** PAGE EXCERPT **
* begin *

Why do you want to tie it to a specific state?

> However a QoS-based suspend fails immediately if there are any active

Fail or block? Your next paragraph said that it blocks for
QOS_EVENTUALLY, but if normal constraints fail, you are still stuck in
a retry loop.

> normal QoS constraints incompatible with system suspend, in other
> words, any constraints requiring a throughput > 0 or an interrupt
> latency shorter than the time required for a suspend-to-RAM/resume
> cycle.
>
> If no such constraints are active, the QoS-based suspend blocks in an
> interruptible wait until the number of active QOS_EVENTUALLY

How do you implement this?

> constraints drops to 0.  When that happens, it carries out a normal
> suspend-to-RAM -- except that it checks along the way to make sure that
> no new QoS constraints are activated while the suspend is in progress.
> If they are, the PM core backs out and fails the QoS-based suspend.
>
> Userspace suspend blockers don't exist at all, as far as the kernel is
> concerned.  In their place, the Android runs a power-manager program
> that receives IPC requests from other processes when they need to
> prevent the system from suspending or allow it to suspend.  The power
> manager's main loop looks like this:
>
>        for (;;) {
>                while (any IPC requests remain)

* end *

** ITEMS **
* begin *

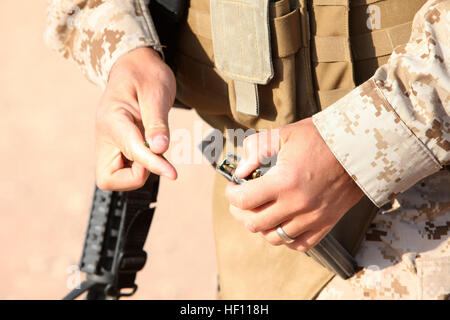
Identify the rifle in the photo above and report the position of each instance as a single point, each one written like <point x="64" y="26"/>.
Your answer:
<point x="113" y="249"/>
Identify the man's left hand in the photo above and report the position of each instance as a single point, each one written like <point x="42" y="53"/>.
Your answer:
<point x="306" y="192"/>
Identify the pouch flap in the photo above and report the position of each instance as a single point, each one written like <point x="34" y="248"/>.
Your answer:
<point x="241" y="39"/>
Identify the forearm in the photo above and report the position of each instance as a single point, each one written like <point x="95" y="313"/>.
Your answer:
<point x="393" y="130"/>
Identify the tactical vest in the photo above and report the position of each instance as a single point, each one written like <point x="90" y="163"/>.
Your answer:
<point x="319" y="51"/>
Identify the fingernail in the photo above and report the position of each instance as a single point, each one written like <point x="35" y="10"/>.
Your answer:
<point x="240" y="170"/>
<point x="159" y="143"/>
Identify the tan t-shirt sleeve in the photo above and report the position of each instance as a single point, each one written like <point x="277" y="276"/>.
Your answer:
<point x="95" y="33"/>
<point x="394" y="129"/>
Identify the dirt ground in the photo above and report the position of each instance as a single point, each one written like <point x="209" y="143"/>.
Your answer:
<point x="47" y="176"/>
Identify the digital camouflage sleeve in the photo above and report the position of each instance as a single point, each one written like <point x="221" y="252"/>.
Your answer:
<point x="95" y="33"/>
<point x="392" y="134"/>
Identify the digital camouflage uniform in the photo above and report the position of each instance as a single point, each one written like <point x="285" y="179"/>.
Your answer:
<point x="392" y="135"/>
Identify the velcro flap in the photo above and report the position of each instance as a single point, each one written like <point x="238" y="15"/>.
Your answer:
<point x="241" y="39"/>
<point x="247" y="100"/>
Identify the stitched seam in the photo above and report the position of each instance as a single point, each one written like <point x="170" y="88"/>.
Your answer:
<point x="422" y="146"/>
<point x="350" y="173"/>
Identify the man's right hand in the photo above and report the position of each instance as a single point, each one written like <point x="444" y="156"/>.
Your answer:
<point x="136" y="102"/>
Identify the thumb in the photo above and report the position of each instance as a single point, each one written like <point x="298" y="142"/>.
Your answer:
<point x="155" y="105"/>
<point x="257" y="148"/>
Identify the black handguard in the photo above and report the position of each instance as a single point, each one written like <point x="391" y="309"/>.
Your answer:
<point x="328" y="252"/>
<point x="113" y="248"/>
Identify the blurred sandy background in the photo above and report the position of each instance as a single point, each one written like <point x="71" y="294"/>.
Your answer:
<point x="47" y="176"/>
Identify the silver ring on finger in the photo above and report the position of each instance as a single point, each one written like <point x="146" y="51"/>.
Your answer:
<point x="287" y="239"/>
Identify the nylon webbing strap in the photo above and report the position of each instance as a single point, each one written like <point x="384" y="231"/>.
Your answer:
<point x="113" y="250"/>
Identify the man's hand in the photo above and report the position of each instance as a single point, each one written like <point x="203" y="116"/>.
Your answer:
<point x="306" y="192"/>
<point x="135" y="104"/>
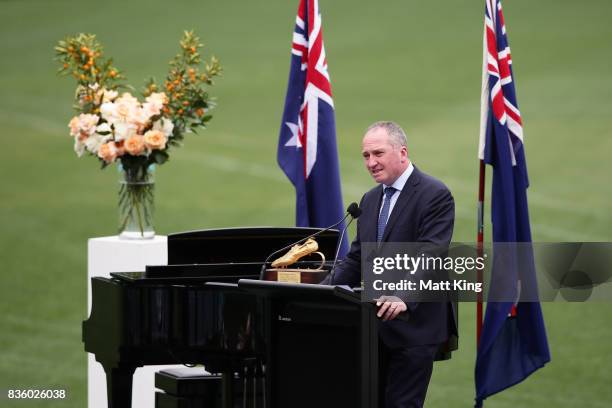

* end *

** SHORT TASK **
Pick up the mailing-list discussion of QoS-based suspend from the point where it stops and continue it.

** ANSWER TO THIS PROBLEM **
>                        handle them;
>                if (any processes need to prevent suspend)
>                        sleep;
>                else
>                        write "qos" to /sys/power/state;
>        }
>
> The idea is that receipt of a new IPC request will cause a signal to be
> sent, interrupting the sleep or the "qos" write.

What happen if the signal is right before (or even right after)
calling write "qos". How does the signal handler stop the write?

>
> There remains a question as to which kernel drivers should create
> monitored QOS_EVENTUALLY constraints.  Perhaps userspace could be
> allowed to specify this (I don't know how).  In any case, this is a
> relatively minor point.
>
> The advantages of this scheme are that this does everything the Android
> people need, and it does it in a way that's entirely compatible with
> pure QoS/cpuidle-based power management.  It even starts along the path
> of making suspend-to-RAM just another kind of dynamic power state.
>
> If people such as Peter still want to complain that using
> suspend-to-RAM in Android phones isn't a good way to do power
> management, that's okay -- it's the designers' decision to program
> their phones the way they want.  At least the kernel can give them the
> ability to do so in a way that doesn't compromise everybody else.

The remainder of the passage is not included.